Required action 1: In the text on dog health habits, what share of dogs does the study describe as serious stool eaters?
Required action 2: Extend the text on dog health habits, starting right after its final sentence.

--- Excerpted text Enclosed Below ---

If the ducts that release the fluid get clogged or impacted, the grape-sized glands will get uncomfortably full, and that’s when you’ll find your dog scooting across the floor, trying to make their bottom feel better.
Besides helping Fido keep things neat and tidy back there and making sure he’s getting a balanced diet, you may want to consider a supplement that supports gut health, with fiber for stool consistency and ingredients that help keep their anal glands healthy.
Indulging in Backyard Cuisine
As a dog lover, you’ve probably seen — or smelled or cleaned up — it all, but you still may want to set down your snack while we cover this next topic. The cool sciency name is coprophagia, but that’s just a fancy way of saying that Fido eats poop . Or someone else’s poop. He may not be picky in this department.
There’s a reason no one talks about it, and it’s not because it’s not common, because a study showed that 16% of dogs are serious stool eaters and 24% have done it at least once.
So why do they do it? To some degree it’s instinctual. Mother dogs clean their pups all over and not with a washcloth. Sometimes puppies will do this too and just not grow out of it. Dogs that are hungry all the time — which could be their personality or possibly an illness — might just find that it tastes good to them. For other dogs, eating poop may come from anxiety, stress, fear, or attention-seeking.
Coprophagia could also be a sign of illness. If something different is going on inside your dog, it could change the consistency or smell of stool, which might entice your dog to eat it.
Yes, it sounds unappetizing, but fortunately, it’s not too if your pup is eating their own poop. However, bacteria and parasites from it can be transmitted to humans through his mouth and saliva. Plus, it doesn’t help his breath.
Once you make sure there’s no underlying health problem you can work on their poop habit. Keep it picked up so it’s not out in the yard and leave your dog on a leash while he’s going to the bathroom.
You may also want to consider a vitamin supplement. One theory of coprophagia is that dogs eat poop because they aren’t getting enough vitamin B. If the body isn’t absorbing the nutrition in food, you might want to consider a digestive enzyme supplement to help. These supplements can also help with ingredients that create a deterrent by giving stools a more unpleasant taste.

--- End of Enclosed Excerpted text ---
--- Source data Enclosed Below ---

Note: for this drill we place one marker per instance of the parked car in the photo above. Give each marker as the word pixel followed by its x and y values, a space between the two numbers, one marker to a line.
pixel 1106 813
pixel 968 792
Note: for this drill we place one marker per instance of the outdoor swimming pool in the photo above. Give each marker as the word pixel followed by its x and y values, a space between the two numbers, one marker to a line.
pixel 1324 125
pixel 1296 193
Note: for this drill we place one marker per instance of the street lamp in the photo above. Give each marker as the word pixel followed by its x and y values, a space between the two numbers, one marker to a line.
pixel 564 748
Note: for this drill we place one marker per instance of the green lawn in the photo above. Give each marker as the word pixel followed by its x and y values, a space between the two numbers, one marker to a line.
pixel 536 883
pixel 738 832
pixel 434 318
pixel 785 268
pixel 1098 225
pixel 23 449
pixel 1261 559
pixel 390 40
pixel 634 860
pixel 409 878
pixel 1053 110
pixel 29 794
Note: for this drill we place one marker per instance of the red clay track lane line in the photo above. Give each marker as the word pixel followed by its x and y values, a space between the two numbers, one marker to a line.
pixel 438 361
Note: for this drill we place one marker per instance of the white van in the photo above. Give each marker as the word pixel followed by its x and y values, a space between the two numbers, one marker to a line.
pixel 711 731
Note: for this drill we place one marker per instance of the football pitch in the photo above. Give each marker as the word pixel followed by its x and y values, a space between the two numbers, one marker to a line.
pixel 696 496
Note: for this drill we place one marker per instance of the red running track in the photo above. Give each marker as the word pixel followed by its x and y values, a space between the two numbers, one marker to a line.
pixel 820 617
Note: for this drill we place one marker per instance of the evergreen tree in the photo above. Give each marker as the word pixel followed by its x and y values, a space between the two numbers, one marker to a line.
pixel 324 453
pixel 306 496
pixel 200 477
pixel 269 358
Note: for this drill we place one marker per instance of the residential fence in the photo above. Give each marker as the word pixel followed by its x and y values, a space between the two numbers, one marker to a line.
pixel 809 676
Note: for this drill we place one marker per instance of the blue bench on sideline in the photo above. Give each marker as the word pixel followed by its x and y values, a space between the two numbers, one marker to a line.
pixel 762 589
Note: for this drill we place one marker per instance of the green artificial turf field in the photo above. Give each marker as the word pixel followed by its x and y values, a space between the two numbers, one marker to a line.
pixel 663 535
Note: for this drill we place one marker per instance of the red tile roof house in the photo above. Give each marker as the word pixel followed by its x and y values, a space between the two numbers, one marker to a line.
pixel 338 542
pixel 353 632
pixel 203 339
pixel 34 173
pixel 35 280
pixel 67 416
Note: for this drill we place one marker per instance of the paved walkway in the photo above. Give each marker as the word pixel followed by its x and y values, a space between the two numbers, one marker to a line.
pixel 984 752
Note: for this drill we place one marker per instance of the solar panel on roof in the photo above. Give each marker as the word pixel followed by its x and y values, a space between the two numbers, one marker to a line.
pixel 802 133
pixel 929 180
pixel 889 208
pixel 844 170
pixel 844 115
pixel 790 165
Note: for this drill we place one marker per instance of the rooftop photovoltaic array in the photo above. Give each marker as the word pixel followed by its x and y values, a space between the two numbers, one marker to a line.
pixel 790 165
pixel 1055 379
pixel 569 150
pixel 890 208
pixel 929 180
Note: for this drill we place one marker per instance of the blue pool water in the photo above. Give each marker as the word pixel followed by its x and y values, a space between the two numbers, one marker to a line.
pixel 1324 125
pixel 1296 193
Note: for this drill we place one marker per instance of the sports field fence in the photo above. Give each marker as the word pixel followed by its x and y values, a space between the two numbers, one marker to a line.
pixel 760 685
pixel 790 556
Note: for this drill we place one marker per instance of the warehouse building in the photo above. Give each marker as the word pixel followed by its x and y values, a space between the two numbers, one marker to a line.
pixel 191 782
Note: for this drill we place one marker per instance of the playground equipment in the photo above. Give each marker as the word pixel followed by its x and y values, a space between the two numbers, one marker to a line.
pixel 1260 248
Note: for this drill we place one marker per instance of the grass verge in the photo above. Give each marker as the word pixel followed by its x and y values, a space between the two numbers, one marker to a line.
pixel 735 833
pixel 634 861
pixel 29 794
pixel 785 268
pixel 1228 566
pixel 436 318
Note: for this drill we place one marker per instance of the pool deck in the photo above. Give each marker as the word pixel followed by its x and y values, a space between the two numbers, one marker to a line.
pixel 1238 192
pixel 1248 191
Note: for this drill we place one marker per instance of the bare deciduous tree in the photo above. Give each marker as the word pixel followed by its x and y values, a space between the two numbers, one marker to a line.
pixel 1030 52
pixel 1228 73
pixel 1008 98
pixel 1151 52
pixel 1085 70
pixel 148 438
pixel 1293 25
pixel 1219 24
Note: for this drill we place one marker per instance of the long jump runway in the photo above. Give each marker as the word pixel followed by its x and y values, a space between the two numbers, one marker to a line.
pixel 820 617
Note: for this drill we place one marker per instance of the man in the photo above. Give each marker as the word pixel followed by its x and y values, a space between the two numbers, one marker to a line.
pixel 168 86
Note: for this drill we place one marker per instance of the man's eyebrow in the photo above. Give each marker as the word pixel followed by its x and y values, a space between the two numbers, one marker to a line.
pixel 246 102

--- End of Enclosed Source data ---

Reply 1: 16% of dogs.

Reply 2:
Traveling to the Zoom Zone
It may start with a bath. Or you may be issued a warning in the form of a play bow. Or it could just be the opening of a crate or a door that triggers the sudden, wild bursts of energy that scientists call Frenetic Random Activity Periods (FRAPs), but which are more commonly known as zoomies.
Usually lasting no more than a minute or two, zoomies are a normal release of pent-up energy. If your dog has been denied the chance to burn off energy naturally for a while, expect the excited eyes and tucked back-end posture that’s so common to these top-speed circular runs — around the yard, the house, or even a table.
On their own, zoomies aren’t dangerous, though make sure they’re done in a safe place — away from stairs and heights, slick surfaces and roads. It’s best not to chase a zooming dog, either. This will only encourage your doggy. Try calling him back with a treat or toy, or even running in the opposite direction. Regular exercise is already a good idea for your dog, plus it may head-off potentially dangerous zooming.
While you may not be proud of all of Fido’s tricks, remember that if he’s doing something that doesn’t seem right, it might mean something bigger is going on. No matter what their body language is telling you, your dog doesn’t feel guilt because dogs don’t do things out of spite.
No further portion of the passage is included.